┌─ Listed records
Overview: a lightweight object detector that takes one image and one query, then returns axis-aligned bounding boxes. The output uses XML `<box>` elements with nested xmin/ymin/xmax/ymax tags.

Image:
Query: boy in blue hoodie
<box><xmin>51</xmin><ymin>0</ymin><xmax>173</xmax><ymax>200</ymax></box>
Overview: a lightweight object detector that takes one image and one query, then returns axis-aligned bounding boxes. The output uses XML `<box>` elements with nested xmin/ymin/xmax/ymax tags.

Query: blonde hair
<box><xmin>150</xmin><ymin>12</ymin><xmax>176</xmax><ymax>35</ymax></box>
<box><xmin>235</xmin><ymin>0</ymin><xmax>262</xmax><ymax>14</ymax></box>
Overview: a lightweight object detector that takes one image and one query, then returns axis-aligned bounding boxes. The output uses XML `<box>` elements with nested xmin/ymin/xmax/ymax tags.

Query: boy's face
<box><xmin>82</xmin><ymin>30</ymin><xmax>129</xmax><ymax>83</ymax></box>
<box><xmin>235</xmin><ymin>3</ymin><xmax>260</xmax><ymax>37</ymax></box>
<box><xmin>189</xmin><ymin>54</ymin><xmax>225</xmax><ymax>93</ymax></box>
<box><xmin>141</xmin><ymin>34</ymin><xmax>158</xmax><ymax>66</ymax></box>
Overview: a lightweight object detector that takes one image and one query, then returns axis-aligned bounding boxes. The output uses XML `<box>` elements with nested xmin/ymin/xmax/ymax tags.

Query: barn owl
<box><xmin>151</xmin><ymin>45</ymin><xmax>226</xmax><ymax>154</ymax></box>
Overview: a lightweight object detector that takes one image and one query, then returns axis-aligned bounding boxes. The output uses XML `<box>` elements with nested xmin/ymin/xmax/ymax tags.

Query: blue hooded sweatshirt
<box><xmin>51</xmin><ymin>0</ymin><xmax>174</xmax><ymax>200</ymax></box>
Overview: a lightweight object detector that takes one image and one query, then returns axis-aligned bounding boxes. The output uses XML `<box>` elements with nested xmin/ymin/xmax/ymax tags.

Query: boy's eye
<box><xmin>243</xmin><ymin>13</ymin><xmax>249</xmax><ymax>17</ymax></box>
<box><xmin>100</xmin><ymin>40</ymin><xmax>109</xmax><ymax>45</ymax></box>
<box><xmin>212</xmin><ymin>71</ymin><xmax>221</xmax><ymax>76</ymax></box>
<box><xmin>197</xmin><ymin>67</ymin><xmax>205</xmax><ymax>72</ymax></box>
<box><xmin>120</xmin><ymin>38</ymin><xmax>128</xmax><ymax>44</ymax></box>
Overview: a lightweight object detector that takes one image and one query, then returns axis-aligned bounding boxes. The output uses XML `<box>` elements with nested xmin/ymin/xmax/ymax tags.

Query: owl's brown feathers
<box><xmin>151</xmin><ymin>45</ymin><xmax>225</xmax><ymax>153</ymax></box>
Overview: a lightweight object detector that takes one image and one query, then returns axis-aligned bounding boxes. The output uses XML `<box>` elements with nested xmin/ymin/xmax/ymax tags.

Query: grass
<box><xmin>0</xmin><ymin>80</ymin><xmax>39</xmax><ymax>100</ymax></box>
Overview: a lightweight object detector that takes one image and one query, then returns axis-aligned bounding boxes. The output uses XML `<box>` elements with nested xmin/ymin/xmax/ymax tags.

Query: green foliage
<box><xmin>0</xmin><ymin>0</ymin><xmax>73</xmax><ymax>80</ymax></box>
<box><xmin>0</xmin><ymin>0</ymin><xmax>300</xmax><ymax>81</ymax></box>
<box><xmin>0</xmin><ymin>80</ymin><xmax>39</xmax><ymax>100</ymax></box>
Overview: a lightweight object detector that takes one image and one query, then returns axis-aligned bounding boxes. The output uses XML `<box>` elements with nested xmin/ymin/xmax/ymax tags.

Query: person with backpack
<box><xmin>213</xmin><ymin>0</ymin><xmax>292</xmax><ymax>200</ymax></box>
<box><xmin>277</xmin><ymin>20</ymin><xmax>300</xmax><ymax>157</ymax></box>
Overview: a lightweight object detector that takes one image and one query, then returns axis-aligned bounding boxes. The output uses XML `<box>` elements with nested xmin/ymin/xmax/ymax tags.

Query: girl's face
└─
**The task**
Report every line of the rows that contains the word "blue", copying each line in full.

**Result for this exercise**
Query: boy in blue hoodie
Query: blue hooded sweatshirt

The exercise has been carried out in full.